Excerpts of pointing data
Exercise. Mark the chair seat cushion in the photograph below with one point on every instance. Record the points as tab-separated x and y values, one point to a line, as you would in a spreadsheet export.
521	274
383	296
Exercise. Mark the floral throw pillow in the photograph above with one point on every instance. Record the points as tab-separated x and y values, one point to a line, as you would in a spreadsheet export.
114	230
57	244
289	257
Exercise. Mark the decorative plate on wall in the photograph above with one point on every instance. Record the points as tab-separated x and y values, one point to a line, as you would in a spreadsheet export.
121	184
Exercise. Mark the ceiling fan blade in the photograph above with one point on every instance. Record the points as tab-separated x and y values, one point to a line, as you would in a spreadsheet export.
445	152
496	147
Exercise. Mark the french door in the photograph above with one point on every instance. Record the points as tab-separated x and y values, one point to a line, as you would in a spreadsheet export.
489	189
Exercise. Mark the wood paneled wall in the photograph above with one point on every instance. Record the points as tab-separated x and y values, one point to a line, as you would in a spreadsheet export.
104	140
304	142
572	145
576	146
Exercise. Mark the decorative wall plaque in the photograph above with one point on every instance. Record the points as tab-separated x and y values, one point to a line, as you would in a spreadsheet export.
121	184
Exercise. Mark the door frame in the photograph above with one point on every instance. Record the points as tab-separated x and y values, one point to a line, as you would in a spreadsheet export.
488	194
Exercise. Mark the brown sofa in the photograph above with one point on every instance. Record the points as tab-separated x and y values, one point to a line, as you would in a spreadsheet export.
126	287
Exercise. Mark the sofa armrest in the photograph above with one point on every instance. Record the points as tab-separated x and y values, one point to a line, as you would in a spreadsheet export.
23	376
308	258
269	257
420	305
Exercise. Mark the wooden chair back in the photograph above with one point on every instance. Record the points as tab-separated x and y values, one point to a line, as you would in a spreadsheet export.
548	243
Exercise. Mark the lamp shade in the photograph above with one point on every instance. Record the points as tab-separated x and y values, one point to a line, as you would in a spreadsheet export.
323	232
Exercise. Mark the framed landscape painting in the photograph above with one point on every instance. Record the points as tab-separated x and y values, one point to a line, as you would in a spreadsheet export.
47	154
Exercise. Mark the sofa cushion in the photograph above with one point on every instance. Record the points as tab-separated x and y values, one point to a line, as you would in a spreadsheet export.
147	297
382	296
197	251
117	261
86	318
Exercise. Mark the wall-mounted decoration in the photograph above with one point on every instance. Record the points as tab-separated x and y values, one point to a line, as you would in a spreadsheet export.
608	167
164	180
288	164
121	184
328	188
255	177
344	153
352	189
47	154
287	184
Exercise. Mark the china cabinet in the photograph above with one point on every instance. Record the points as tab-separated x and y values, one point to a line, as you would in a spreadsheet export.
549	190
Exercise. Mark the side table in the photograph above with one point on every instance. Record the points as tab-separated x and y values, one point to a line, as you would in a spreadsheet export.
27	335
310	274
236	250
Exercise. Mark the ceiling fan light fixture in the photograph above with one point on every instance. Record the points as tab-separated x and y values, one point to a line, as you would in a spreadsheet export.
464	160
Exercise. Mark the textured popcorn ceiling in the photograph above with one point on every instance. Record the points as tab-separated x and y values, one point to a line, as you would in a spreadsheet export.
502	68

GIVEN EXERCISE: Edit the entries above so that "spreadsheet export" becomes "data table" wherever it occurs, leaving every other word and value as it stands.

OUTPUT FOR THIS TASK:
Exercise. Mark the chair seat cushion in the photograph below with one point on every instance. Record the points as tab-separated x and y values, one point to a line, as you would in a data table.
521	274
383	296
Exercise. Mark the floral throw pillow in the photograph above with one point on every instance. Record the points as tab-separated x and y values, one point to a line, as you would in a data table.
114	230
57	244
289	257
Exercise. Mark the decorative plate on wall in the photograph above with one point on every instance. Record the points as tab-separated x and y values, one point to a line, as you would in a data table.
121	184
Exercise. Mark the ceiling fan blade in the photograph above with one point on every instance. Record the points as tab-separated x and y values, one point to a line, as you would in a data table.
445	152
496	147
Exercise. Mark the french door in the photograph above with one point on every instance. Record the points as tab-separated x and y values, one point to a line, as you would in a data table.
489	189
Exercise. Mark the wood paneled wall in the photograph above with one point on every instance. Record the points as tab-separated x and y values, one point to a line, as you would in a data table.
104	140
304	142
572	145
576	146
Exercise. Mark the decorative wall plaque in the photograph above with one point on every instance. Record the points as tab-separated x and y values, one point to a line, as you would in a data table.
121	184
Exercise. Mark the door frame in the photograph above with one point on every instance. Record the points as tab-separated x and y values, one point to a line, as you would in a data table.
488	194
Exercise. Mark the brown sofa in the photograph above with one point on every instance. Record the points as tab-separated x and y values, one point to a line, as you would in a data table.
126	287
Exercise. Mark the sofa armrest in the photograph above with one point on every instance. Record the points as tab-separated x and y values, one point to a line, as you would in a data table.
23	376
308	258
269	257
420	305
Exercise. Mark the wooden chair back in the photograph above with one point on every instance. Record the points as tab-separated x and y values, one point to a line, as you would in a data table.
548	243
Exercise. Mark the lamp shade in the photograph above with one point on every instance. Record the points as tab-separated x and y values, one point to a line, as you would in a data table.
323	232
Exercise. Mark the framed landscape painting in the photograph above with one point on every instance. Record the points as tab-separated x and y values, one point to a line, as you would in a data table.
47	154
Exercise. Mark the sofa cushion in the photograph above with one point on every instance. Record the points as tab-separated x and y values, one point to a line, as you would in a data table.
147	297
382	296
197	251
117	261
86	318
Exercise. Mark the wall-mounted decoration in the photograph above with one point on every instance. Record the points as tab-separated x and y values, one point to a line, as you would in a data table.
608	167
164	180
288	164
121	184
328	188
255	177
344	153
352	189
47	154
287	184
Exercise. Mark the china cabinet in the photograph above with one point on every instance. Record the points as tab-separated x and y values, one point to a line, as you would in a data table.
549	190
Exercise. Mark the side table in the photograph above with one point on every instance. Record the points as tab-separated x and y values, one point to a line, as you would in a data table.
27	335
310	274
236	250
Exercise. Mark the ceiling fan light fixture in the photograph above with one point on every instance. Record the points as tab-separated x and y values, one point to a line, as you would in a data table.
464	160
Exercise. Mark the textured popcorn ceiling in the photograph above with one point on every instance. Record the points as tab-separated x and y values, one point to a line, as you would in a data table.
502	68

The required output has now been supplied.